▶ PROBLEM REQUIREMENTS
Repeat the records below word for word.

Dataset entries:
++++++++
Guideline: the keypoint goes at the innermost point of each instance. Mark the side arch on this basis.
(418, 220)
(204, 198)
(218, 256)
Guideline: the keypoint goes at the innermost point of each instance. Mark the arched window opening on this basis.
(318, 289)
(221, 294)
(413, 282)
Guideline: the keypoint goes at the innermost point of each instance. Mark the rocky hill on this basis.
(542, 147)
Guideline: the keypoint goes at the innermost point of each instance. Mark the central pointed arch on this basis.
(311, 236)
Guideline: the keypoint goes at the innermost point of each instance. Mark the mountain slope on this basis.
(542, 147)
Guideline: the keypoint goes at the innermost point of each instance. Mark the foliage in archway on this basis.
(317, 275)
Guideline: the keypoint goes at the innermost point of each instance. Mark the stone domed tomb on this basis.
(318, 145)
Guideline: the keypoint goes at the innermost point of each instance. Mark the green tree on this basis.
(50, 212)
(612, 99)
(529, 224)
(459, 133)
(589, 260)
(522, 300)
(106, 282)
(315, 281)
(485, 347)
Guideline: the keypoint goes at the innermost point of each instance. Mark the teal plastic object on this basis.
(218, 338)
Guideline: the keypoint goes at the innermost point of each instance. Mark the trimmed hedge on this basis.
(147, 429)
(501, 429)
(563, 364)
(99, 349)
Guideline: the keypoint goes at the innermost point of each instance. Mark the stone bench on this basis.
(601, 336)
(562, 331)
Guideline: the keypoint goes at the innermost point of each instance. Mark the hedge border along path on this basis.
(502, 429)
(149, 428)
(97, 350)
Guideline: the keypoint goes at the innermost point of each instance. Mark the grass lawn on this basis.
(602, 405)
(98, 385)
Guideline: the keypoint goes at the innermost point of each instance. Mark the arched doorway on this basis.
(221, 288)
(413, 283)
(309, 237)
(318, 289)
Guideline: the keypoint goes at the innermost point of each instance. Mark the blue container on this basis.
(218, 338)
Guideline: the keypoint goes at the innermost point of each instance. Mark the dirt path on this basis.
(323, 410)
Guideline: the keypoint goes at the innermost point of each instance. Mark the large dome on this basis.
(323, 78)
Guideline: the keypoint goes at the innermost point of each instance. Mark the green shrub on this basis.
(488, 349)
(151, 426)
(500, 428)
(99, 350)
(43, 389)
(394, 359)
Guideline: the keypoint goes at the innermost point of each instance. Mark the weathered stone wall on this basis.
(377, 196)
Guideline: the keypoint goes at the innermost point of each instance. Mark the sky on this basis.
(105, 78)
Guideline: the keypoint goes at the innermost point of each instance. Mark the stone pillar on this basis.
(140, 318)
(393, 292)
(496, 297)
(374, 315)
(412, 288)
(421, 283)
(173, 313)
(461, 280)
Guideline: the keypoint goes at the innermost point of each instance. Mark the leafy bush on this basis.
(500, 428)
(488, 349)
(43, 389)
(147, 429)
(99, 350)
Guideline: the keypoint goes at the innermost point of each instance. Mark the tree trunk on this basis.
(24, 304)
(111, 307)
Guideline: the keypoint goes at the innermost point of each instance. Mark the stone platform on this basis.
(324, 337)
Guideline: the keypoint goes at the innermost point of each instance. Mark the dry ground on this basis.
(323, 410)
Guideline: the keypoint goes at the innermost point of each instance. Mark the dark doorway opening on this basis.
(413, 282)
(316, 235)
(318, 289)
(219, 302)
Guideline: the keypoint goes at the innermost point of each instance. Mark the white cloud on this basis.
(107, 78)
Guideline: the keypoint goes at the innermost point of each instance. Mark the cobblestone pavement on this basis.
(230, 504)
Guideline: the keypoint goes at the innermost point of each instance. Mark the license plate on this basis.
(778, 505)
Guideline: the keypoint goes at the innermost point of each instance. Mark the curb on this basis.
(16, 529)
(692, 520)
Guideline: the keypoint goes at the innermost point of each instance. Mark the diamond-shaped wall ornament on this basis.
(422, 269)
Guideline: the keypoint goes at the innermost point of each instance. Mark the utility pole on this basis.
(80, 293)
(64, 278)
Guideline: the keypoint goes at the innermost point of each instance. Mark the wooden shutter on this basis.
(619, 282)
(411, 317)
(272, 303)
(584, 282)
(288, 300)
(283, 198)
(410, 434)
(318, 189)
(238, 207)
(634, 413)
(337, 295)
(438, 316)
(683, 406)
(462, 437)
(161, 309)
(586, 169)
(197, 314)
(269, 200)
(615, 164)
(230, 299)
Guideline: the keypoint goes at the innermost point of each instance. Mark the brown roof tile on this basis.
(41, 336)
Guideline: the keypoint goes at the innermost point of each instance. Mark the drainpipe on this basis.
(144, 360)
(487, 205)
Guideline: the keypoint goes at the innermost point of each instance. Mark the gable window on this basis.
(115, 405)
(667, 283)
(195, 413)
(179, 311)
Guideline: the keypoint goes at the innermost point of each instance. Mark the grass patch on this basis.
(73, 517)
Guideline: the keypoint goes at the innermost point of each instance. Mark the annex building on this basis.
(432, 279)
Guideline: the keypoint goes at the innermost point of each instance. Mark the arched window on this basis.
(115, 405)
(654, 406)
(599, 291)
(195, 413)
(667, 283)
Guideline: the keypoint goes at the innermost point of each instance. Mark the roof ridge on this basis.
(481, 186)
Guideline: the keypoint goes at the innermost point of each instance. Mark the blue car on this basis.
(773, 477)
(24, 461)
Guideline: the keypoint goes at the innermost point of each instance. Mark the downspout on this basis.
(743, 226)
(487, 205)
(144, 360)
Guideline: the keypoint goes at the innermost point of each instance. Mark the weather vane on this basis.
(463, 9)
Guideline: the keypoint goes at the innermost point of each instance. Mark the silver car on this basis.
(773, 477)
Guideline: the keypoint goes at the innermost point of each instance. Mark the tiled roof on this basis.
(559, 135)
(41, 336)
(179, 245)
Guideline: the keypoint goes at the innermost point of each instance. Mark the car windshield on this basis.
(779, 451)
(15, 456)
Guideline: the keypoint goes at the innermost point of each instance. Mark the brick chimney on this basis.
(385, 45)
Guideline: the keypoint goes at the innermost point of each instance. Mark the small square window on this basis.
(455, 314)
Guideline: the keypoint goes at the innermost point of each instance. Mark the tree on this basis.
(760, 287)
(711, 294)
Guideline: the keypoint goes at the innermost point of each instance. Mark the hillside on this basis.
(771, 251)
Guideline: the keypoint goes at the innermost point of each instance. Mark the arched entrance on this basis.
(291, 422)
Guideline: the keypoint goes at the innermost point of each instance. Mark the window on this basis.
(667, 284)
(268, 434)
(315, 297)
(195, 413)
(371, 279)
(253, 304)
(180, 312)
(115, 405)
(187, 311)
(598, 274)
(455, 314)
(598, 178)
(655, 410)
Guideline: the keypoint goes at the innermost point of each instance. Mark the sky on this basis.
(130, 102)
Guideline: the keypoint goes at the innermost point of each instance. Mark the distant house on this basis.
++++++++
▶ REPLY TO THE TASK
Guideline: the keypoint goes at the innermost point of each instance. Mark the side arch on this basis.
(418, 220)
(204, 198)
(218, 256)
Guideline: the keypoint goes at the innermost point of each instance. Mark the arched window opening on this basis.
(318, 289)
(221, 294)
(413, 282)
Guideline: the keypoint goes at the innermost point of each instance. Mark the rocky hill on this basis.
(542, 147)
Guideline: the keypoint goes at the innermost point of each instance. Mark the central pointed arch on this basis.
(311, 236)
Guideline: the keypoint goes at the innermost point of each instance. Mark the mountain slope on this basis.
(542, 147)
Guideline: the keypoint goes at the innermost point of each instance. Mark the foliage in archway on this basis.
(317, 275)
Guideline: the keypoint goes at the innermost point of each instance. Mark the stone domed tomb on this basis.
(318, 145)
Guideline: the keypoint goes at the innermost point of each instance. Mark the green tree on this basis.
(50, 212)
(612, 99)
(529, 224)
(459, 133)
(589, 260)
(522, 300)
(106, 282)
(315, 281)
(485, 347)
Guideline: the keypoint goes at the innermost point of each instance. Mark the teal plastic object on this basis.
(218, 338)
Guideline: the keypoint goes at the innermost point of each instance. Mark the trimmed hedge on this basis.
(147, 429)
(501, 429)
(563, 364)
(99, 349)
Guideline: the keypoint goes at the innermost point of each instance. Mark the stone bench on this basis.
(601, 336)
(562, 331)
Guideline: the keypoint goes at the innermost point of each instance. Mark the hedge border along path on this basis.
(502, 429)
(149, 428)
(97, 350)
Guideline: the keypoint goes at the innermost point of each instance. Mark the grass lawn on this basis.
(602, 405)
(98, 385)
Guideline: the keypoint goes at the innermost point of each instance. Mark the arched doorway on this basis.
(221, 288)
(413, 283)
(309, 237)
(318, 289)
Guideline: the keypoint goes at the innermost point of each instance. Mark the blue container on this basis.
(218, 338)
Guideline: the keypoint goes at the innermost point of each instance. Mark the dirt path on this basis.
(323, 410)
Guideline: the keypoint goes at the innermost point of each instance. Mark the large dome on this basis.
(323, 78)
Guideline: the keypoint goes at the innermost point of each instance. Mark the green shrub on this basis.
(488, 349)
(151, 426)
(500, 428)
(99, 350)
(43, 389)
(394, 359)
Guideline: the keypoint goes at the innermost point of each instance. Mark the weathered stone wall on this basis.
(377, 196)
Guideline: the keypoint goes at the innermost point of each instance. Mark the sky on this basis.
(105, 78)
Guideline: the keypoint goes at the innermost point of each instance. Mark the stone pillar on this basis.
(140, 318)
(393, 292)
(496, 297)
(374, 315)
(412, 288)
(421, 283)
(173, 313)
(461, 280)
Guideline: the keypoint goes at the innermost point of each instance. Mark the leafy bush on this basis.
(500, 428)
(488, 349)
(43, 389)
(147, 429)
(99, 350)
Guideline: the keypoint goes at the innermost point of each instance. Mark the tree trunk on this basis.
(24, 304)
(111, 307)
Guideline: the keypoint goes at the innermost point of each instance. Mark the stone platform on this basis.
(324, 337)
Guideline: the keypoint goes at the innermost point of each instance. Mark the dry ground on this basis.
(323, 410)
Guideline: the keypoint goes at the innermost point of each instance. Mark the dark doorway opening on this basis.
(413, 282)
(316, 235)
(318, 289)
(219, 302)
Guideline: the keypoint goes at the innermost point of each instance. Mark the white cloud on this basis.
(107, 78)
Guideline: the keypoint goes at the innermost point of each instance. Mark the cobblestone pavement on this basis.
(230, 504)
Guideline: the keypoint goes at the innermost point of each instance. Mark the license plate on this basis.
(778, 505)
Guideline: the keypoint goes at the innermost point of each instance. Mark the curb on this basis.
(16, 529)
(692, 520)
Guideline: the keypoint goes at the innermost point of each instance. Mark the diamond-shaped wall ornament on this basis.
(422, 269)
Guideline: the keypoint goes at the innermost point of each instance. Mark the utility pole on this basis.
(80, 293)
(64, 278)
Guideline: the keypoint goes at the innermost point of each instance. Mark the wooden shutter on this basis.
(619, 282)
(411, 317)
(272, 303)
(584, 282)
(288, 300)
(283, 198)
(410, 434)
(318, 189)
(238, 207)
(634, 413)
(337, 295)
(438, 316)
(683, 406)
(462, 437)
(161, 309)
(586, 169)
(197, 314)
(269, 200)
(615, 164)
(230, 299)
Guideline: the keypoint goes at the innermost point of each instance. Mark the brown roof tile on this basis.
(41, 336)
Guideline: the keypoint goes at the innermost point of each instance. Mark the drainpipe on this basis.
(144, 360)
(487, 205)
Guideline: the keypoint goes at the innermost point of each instance. Mark the gable window on this basis.
(115, 405)
(667, 283)
(195, 413)
(179, 311)
Guideline: the keypoint goes at the innermost point of each instance. Mark the grass patch on this basis.
(73, 517)
Guideline: the keypoint goes at the innermost point of each instance. Mark the annex building on this basis.
(432, 279)
Guideline: the keypoint goes at the innermost point of each instance. Mark the arched window on this basis.
(115, 405)
(654, 406)
(599, 291)
(195, 413)
(667, 283)
Guideline: the keypoint goes at the innermost point of each instance. Mark the roof ridge on this basis.
(481, 186)
Guideline: the keypoint goes at the innermost point of each instance. Mark the blue car on this basis.
(773, 477)
(24, 461)
Guideline: the keypoint goes at the innermost point of each instance. Mark the downspout on this basis.
(743, 226)
(487, 205)
(144, 360)
Guideline: the keypoint goes at the innermost point of each instance. Mark the weather vane on this basis.
(463, 9)
Guideline: the keypoint goes at the innermost point of each instance. Mark the silver car on this basis.
(773, 477)
Guideline: the keypoint goes at the innermost point of each instance. Mark the tiled roof on this basis.
(559, 135)
(41, 336)
(179, 245)
Guideline: the keypoint goes at the innermost point of each instance. Mark the car windshield on this basis.
(779, 451)
(15, 456)
Guideline: the keypoint goes at the innermost point of each instance. Mark the brick chimney on this basis.
(385, 45)
Guideline: the keypoint goes at the innermost point of each instance. Mark the small square window on this basis.
(455, 314)
Guideline: the keypoint goes at the innermost point of each instance. Mark the tree on this basis.
(760, 287)
(711, 294)
Guideline: the keypoint goes at the innermost point of each instance. Mark the hillside on this basis.
(771, 251)
Guideline: the keypoint goes at the innermost point of each instance. Mark the arched entrance on this basis.
(291, 422)
Guideline: the keypoint goes at the innermost point of each instance. Mark the window on this basis.
(667, 284)
(268, 434)
(315, 297)
(195, 413)
(371, 279)
(253, 304)
(180, 312)
(115, 405)
(187, 311)
(598, 274)
(455, 314)
(598, 178)
(655, 410)
Guideline: the keypoint goes at the innermost point of each instance. Mark the sky on this basis.
(130, 102)
Guideline: the keypoint goes at the innermost point of each instance. Mark the distant house on this basis.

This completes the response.